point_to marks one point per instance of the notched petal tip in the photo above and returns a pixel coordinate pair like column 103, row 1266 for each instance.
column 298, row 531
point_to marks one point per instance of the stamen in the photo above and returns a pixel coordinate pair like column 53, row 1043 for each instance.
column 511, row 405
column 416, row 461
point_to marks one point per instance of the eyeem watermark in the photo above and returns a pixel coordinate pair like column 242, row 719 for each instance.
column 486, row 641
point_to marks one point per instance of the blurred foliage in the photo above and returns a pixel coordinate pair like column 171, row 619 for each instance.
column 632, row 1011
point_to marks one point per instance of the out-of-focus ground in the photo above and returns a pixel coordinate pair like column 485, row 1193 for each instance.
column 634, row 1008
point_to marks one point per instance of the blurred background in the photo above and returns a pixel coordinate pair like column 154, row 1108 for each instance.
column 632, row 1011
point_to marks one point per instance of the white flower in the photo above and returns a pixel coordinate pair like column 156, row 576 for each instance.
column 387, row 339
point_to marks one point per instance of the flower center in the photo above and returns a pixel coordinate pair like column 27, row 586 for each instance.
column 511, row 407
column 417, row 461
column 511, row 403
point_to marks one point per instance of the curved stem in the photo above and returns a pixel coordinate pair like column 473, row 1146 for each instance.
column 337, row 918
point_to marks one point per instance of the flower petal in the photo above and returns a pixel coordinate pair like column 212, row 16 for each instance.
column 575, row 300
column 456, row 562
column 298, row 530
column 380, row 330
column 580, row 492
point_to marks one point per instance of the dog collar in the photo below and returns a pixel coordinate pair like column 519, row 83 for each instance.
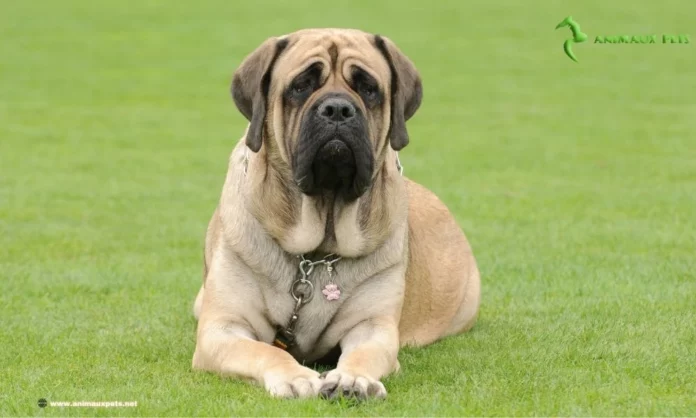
column 302, row 291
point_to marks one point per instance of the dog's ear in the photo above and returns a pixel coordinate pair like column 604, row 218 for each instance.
column 406, row 90
column 250, row 87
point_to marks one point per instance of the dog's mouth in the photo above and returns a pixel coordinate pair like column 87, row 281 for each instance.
column 334, row 166
column 334, row 157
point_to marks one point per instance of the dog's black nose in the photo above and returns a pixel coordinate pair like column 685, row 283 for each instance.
column 337, row 109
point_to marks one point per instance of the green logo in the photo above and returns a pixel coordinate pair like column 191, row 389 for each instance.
column 578, row 36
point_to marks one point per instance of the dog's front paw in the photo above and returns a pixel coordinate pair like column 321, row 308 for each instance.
column 300, row 382
column 343, row 383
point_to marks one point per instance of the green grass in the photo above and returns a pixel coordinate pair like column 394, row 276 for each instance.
column 575, row 183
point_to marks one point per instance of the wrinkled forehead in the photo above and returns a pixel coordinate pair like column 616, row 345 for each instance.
column 338, row 50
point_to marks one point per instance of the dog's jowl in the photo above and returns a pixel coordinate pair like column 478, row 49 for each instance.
column 319, row 245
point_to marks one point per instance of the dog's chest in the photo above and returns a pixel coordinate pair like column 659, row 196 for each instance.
column 329, row 288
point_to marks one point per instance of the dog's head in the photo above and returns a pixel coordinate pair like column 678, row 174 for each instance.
column 327, row 103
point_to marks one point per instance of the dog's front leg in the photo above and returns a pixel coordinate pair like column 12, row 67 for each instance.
column 369, row 352
column 232, row 350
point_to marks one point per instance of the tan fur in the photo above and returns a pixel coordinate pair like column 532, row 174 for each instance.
column 407, row 276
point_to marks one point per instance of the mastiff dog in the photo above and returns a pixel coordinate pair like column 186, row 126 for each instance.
column 319, row 246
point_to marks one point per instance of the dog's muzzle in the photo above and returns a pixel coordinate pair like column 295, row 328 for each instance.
column 334, row 152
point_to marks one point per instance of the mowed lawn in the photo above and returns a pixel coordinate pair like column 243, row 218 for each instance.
column 575, row 183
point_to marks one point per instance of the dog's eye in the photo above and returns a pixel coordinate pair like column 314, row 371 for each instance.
column 302, row 86
column 368, row 91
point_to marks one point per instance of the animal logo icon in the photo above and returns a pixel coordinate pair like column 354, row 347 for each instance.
column 578, row 36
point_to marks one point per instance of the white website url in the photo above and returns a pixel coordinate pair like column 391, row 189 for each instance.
column 86, row 404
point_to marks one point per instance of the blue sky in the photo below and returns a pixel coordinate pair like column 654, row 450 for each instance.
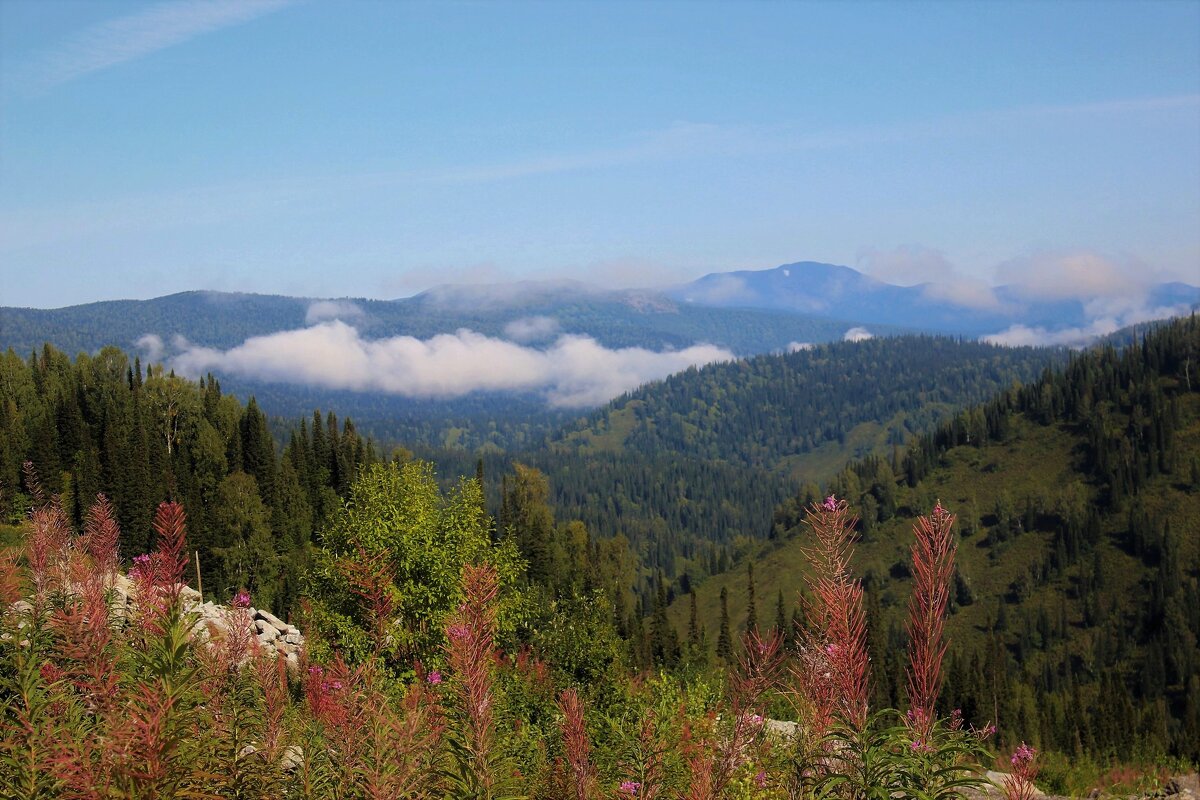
column 376, row 149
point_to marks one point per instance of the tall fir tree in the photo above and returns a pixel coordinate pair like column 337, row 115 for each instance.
column 751, row 607
column 725, row 639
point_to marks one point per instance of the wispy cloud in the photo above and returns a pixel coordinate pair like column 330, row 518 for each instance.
column 857, row 334
column 1080, row 336
column 137, row 35
column 912, row 264
column 575, row 371
column 327, row 310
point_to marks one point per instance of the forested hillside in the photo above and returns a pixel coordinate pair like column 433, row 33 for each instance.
column 102, row 423
column 690, row 468
column 223, row 319
column 1077, row 608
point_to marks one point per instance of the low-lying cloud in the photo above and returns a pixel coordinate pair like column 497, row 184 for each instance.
column 1081, row 336
column 939, row 278
column 574, row 372
column 532, row 329
column 151, row 347
column 1079, row 275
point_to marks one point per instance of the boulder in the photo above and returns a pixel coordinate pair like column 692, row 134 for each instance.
column 280, row 625
column 267, row 632
column 292, row 758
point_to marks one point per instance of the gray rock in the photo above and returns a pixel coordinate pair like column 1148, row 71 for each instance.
column 267, row 632
column 280, row 625
column 292, row 758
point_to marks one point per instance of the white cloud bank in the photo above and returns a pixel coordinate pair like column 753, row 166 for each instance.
column 913, row 264
column 574, row 372
column 532, row 329
column 1079, row 337
column 1114, row 292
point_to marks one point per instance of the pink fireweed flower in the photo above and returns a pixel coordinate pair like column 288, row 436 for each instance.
column 141, row 564
column 984, row 732
column 1024, row 755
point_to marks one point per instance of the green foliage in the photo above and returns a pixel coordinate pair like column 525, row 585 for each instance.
column 1074, row 625
column 425, row 536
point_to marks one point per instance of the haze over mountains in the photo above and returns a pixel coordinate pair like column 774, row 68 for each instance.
column 573, row 343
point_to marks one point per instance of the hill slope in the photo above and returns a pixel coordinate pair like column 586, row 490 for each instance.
column 689, row 469
column 832, row 290
column 223, row 320
column 1077, row 612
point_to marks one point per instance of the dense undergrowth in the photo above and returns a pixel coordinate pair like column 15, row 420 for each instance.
column 445, row 702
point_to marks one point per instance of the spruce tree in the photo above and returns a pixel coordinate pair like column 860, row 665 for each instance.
column 693, row 623
column 724, row 639
column 780, row 615
column 751, row 608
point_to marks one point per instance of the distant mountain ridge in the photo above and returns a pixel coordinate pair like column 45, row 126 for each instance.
column 832, row 290
column 615, row 318
column 748, row 312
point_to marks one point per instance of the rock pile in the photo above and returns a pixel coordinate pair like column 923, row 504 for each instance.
column 274, row 635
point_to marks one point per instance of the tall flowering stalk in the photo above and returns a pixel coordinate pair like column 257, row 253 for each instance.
column 371, row 747
column 757, row 672
column 933, row 564
column 157, row 576
column 1019, row 783
column 471, row 651
column 835, row 672
column 577, row 745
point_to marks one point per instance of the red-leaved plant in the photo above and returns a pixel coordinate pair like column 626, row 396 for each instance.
column 835, row 673
column 933, row 566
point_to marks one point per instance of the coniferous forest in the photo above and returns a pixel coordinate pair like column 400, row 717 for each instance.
column 466, row 645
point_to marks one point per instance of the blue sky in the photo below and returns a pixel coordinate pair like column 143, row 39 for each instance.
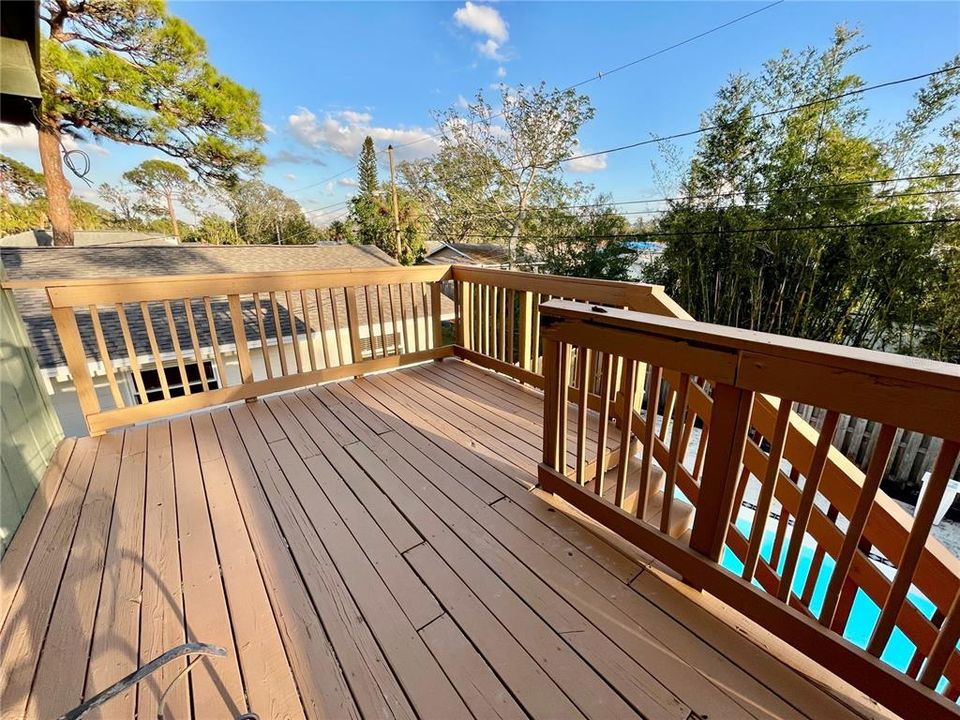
column 329, row 73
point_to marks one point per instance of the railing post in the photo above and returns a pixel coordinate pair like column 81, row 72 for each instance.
column 65, row 319
column 526, row 330
column 729, row 424
column 240, row 339
column 435, row 316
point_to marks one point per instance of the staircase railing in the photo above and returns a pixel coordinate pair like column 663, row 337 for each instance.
column 744, row 375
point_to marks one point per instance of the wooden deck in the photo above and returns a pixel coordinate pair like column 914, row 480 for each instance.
column 364, row 549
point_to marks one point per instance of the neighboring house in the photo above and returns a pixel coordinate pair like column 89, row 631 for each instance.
column 87, row 238
column 103, row 262
column 486, row 255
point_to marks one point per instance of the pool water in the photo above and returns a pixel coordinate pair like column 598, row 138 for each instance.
column 864, row 613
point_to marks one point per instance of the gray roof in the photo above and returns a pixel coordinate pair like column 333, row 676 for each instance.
column 65, row 263
column 87, row 238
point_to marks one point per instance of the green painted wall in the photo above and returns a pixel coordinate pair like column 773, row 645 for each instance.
column 29, row 428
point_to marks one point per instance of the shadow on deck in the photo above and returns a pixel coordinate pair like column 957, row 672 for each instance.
column 370, row 548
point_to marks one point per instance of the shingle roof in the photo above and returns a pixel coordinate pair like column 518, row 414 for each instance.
column 87, row 238
column 66, row 263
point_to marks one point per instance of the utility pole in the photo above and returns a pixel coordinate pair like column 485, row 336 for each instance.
column 396, row 209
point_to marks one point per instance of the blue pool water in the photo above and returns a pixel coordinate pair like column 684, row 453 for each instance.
column 863, row 615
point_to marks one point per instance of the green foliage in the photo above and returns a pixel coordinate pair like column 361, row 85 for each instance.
column 493, row 165
column 131, row 72
column 263, row 214
column 367, row 170
column 19, row 179
column 869, row 286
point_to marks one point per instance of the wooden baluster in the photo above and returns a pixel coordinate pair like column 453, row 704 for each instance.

..............................

The problem: Copy the lines of the records above without any changes, starting with the line that contains "point_to marks one point per instance of the hill" and going on through the line that contains "column 748, row 312". Include both of those lines.

Solution below:
point_to marks one point per instance of the hill slope in the photo above and returns a pixel coordinate pair like column 586, row 490 for each instance.
column 689, row 469
column 832, row 290
column 223, row 320
column 1077, row 612
point_to marks one point per instance of the dense undergrowth in the photo above and returns a pixel coordinate pair like column 15, row 420 for each instance.
column 445, row 702
point_to marks one point per instance of the spruce tree in the photo above and returns a pixel coordinate pair like column 860, row 665 for each instance.
column 693, row 623
column 724, row 639
column 780, row 615
column 751, row 608
point_to marks one point per instance of the distant mountain ridge in the photo above and returns a pixel coordinate pair like column 45, row 126 for each instance.
column 832, row 290
column 615, row 318
column 748, row 312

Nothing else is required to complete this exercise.